** CONSIGNA A **
En el documento fuente sobre los recibimientos a presos de Eta, ¿con qué razón justificó Arnaldo Otegui esos homenajes? Explícalo en una o dos oraciones.
** CONSIGNA B **
Según el documento fuente sobre los recibimientos a presos de Eta, ¿de qué van acompañados muchos de esos recibimientos?
** CONSIGNA C **
Prosigue el documento fuente sobre los recibimientos a presos de Eta a partir de su última oración.

1 septembre 2019

Doscientos cincuenta

HA dicho Arnaldo Otegui: «Hay doscientos cincuenta presos de Eta y habrá doscientos cincuenta recibimientos». Se refería a los homenajes a los presos que van saliendo de la cárcel, a veces tras largas condenas por crímenes horribles. Muchos de esos recibimientos los acompañan de antorchas al más puro estilo Leni Riefenstahl. El dirigente justificó estas algazaras   pirotécnicas: «No estamos dispuestos a que nos digan a quién podemos recibir ni a quién podemos abrazar».

** INFORMACIÓN MOSTRADA **
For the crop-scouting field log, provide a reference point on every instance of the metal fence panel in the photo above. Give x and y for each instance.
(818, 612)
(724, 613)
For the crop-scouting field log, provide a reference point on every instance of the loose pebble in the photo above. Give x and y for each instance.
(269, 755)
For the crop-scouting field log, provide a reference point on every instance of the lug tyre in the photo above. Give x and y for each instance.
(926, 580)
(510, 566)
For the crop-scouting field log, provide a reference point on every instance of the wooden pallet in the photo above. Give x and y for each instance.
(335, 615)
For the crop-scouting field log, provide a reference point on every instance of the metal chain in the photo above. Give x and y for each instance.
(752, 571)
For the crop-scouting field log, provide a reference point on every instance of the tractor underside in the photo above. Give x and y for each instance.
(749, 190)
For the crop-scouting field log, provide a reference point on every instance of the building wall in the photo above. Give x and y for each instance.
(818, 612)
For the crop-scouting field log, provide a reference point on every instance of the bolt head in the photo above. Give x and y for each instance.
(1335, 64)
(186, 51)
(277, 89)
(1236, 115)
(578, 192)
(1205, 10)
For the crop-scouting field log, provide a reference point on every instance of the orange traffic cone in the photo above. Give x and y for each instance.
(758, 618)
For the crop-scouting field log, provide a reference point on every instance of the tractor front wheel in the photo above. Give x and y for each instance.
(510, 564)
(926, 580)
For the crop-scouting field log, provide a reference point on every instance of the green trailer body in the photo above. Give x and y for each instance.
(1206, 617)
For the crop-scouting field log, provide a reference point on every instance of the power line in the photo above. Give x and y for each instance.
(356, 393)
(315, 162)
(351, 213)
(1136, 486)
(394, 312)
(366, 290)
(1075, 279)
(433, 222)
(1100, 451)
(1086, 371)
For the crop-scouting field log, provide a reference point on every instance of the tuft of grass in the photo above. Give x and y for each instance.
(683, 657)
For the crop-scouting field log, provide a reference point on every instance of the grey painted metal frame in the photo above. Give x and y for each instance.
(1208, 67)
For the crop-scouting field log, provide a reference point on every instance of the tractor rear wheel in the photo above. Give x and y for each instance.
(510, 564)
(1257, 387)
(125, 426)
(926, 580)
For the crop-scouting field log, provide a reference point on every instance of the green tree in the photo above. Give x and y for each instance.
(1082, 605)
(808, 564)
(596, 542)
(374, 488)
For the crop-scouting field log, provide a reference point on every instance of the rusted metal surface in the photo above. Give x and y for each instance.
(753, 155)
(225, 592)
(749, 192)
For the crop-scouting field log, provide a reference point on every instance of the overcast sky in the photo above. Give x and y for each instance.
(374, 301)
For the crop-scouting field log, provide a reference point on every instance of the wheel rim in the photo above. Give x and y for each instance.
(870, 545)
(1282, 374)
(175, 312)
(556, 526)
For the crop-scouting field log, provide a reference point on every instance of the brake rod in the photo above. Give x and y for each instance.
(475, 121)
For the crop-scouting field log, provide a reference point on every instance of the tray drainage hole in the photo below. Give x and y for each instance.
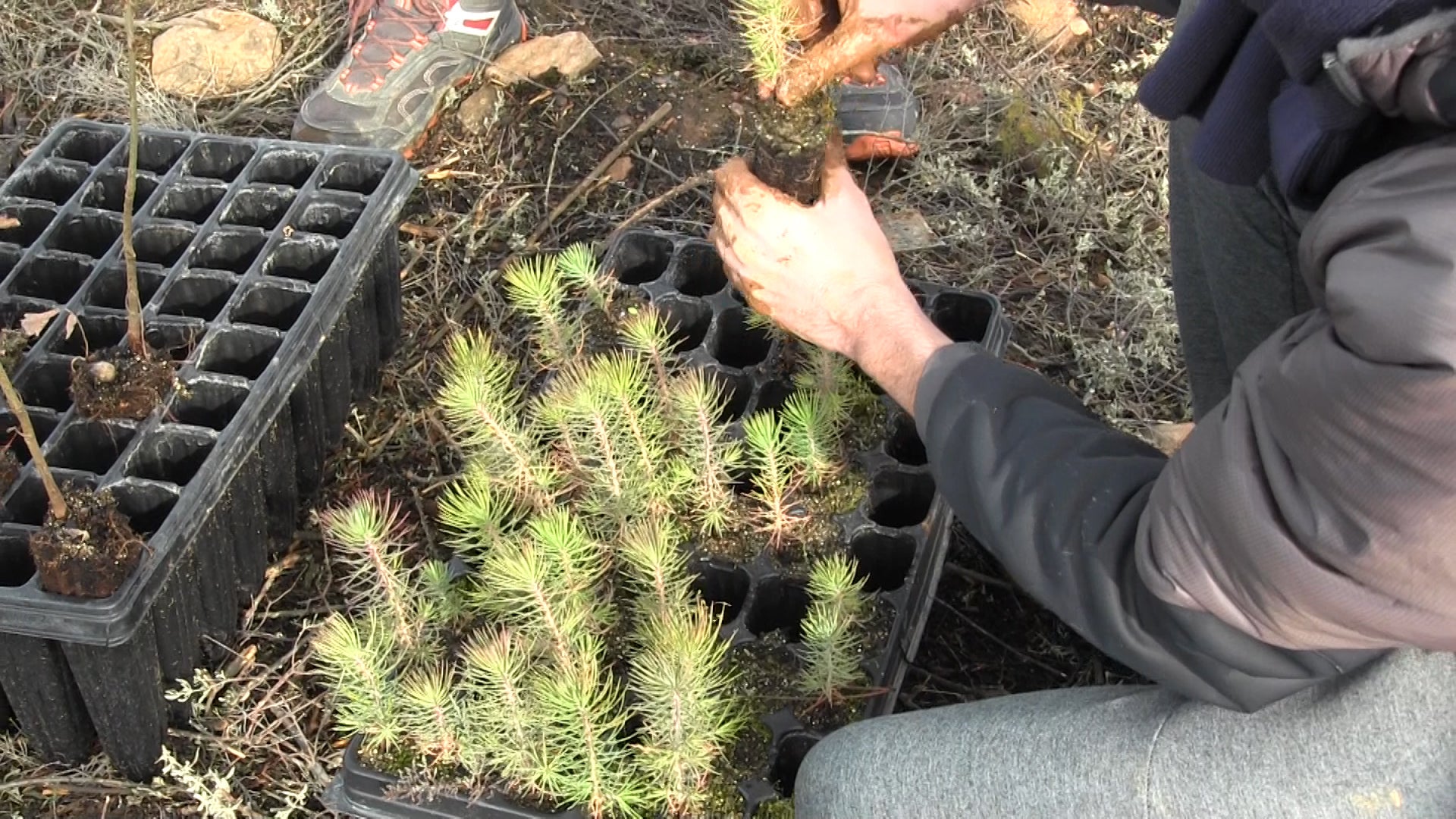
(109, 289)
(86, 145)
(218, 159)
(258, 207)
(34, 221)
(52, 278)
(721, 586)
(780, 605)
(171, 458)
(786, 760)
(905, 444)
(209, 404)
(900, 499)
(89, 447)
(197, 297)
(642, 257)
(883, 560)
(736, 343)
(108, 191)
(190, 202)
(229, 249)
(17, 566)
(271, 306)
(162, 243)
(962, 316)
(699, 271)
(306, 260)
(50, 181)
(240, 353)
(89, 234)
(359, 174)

==

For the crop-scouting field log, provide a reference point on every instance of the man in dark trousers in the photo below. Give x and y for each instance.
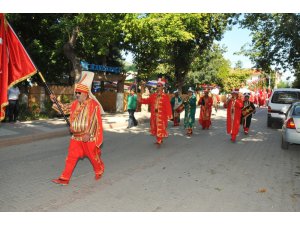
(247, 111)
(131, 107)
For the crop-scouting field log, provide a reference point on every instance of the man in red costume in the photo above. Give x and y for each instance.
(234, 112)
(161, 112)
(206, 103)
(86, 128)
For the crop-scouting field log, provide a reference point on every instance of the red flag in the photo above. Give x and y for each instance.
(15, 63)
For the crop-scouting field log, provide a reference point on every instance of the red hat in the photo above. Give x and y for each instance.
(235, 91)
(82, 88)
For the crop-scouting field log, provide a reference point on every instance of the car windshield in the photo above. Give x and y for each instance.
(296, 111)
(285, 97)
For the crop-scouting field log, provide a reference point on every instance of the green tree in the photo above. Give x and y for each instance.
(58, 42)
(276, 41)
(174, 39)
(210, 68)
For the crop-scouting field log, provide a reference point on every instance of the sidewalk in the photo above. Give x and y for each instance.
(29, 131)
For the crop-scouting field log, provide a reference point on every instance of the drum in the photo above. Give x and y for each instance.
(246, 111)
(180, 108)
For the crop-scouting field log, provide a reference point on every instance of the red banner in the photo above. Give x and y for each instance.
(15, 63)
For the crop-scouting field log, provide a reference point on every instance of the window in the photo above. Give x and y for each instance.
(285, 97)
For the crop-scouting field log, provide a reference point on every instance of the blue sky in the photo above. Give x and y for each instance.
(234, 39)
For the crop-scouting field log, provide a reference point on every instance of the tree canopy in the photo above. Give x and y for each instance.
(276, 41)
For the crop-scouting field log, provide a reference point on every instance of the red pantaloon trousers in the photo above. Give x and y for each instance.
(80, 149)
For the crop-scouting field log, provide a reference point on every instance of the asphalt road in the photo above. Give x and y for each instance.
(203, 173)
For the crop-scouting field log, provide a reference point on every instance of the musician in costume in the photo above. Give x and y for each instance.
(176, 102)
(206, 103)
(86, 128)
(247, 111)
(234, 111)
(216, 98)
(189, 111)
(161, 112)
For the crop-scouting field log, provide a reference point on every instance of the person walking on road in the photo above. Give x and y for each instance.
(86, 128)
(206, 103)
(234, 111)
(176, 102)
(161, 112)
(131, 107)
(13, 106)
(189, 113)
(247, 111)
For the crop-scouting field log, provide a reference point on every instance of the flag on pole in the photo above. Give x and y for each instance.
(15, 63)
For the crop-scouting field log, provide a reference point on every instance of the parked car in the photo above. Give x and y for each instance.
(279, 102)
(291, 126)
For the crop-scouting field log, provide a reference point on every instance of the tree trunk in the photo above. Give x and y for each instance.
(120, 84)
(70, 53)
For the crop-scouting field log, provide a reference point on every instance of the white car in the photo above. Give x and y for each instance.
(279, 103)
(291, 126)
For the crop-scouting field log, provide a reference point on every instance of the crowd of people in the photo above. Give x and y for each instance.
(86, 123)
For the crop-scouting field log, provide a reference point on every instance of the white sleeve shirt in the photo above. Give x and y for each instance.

** RESPUESTA ESCRITA A **
Otegui justificó los recibimientos con el argumento de que no están dispuestos a que les digan a quién pueden recibir ni a quién pueden abrazar.

** RESPUESTA ESCRITA B **
Muchos de esos recibimientos van acompañados de antorchas.

** RESPUESTA ESCRITA C **
El debate del siglo XIX sobre las penas carcelarias  no ha cesado. Su cumplimiento persigue no tanto el arrepentimiento del reo (al fin y al cabo quién puede saber lo que lleva en su cabeza un asesino, y más aún descerebrado), sino su reinserción social, esta mucho más fácil de comprobar conforme a las leyes que nos rigen a todos. Es sabido que la mayor parte de los presos de Eta no se han arrepentido de ninguno de los asesinatos que cometieron, al contrario, y que tampoco necesitan reinsertarse porque no vuelven al mundo de la ley, sino a la misma comunidad de doscientas mil personas que los alentaron para que los cometieran. Por eso regresan como héroes y no como villanos. El propio Otegui lo expuso con su proverbial  jovialidad: «Lo siento si hemos generado más dolor a las víctimas del que teníamos derecho a hacer». O sea, volverán a causarlo, si está en su mano y se dan las circunstancias.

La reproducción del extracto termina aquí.